> _ACTION ITEM_
Throughout the material below, count the lines that include the string "object", then report only the resulting number.

--- START ---

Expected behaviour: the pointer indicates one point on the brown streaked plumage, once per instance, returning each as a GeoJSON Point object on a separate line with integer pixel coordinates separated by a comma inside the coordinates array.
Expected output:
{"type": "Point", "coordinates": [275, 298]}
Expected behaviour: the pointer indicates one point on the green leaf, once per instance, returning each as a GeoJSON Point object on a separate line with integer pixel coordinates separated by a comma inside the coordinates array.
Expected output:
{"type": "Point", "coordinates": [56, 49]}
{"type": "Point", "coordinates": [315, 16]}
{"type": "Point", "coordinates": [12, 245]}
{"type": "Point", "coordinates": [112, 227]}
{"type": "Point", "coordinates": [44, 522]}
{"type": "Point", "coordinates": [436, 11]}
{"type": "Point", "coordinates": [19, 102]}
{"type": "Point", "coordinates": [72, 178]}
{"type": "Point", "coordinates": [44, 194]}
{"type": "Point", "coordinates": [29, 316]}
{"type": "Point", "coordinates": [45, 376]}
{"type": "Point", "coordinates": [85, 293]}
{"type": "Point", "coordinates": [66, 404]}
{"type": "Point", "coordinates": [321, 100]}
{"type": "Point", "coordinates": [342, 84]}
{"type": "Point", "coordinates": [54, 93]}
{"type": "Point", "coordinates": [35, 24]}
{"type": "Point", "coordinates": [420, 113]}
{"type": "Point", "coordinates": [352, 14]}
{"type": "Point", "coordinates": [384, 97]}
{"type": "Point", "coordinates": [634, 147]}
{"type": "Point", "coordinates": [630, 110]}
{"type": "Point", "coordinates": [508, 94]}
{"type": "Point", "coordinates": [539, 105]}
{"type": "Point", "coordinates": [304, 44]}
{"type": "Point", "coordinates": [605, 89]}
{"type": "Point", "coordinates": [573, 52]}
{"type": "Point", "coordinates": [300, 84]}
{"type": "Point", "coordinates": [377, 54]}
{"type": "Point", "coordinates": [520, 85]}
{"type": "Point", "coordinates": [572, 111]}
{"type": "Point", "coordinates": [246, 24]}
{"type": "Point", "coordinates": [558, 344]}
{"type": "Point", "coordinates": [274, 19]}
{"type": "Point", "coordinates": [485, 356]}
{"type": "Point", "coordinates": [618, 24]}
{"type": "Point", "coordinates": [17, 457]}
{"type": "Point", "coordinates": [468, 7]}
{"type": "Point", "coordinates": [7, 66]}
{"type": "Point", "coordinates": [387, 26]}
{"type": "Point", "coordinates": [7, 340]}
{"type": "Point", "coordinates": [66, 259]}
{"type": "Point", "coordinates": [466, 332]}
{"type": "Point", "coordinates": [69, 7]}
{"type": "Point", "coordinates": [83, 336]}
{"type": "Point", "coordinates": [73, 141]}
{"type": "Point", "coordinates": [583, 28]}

--- END ---

> _RESPONSE FOR THIS EXERCISE_
2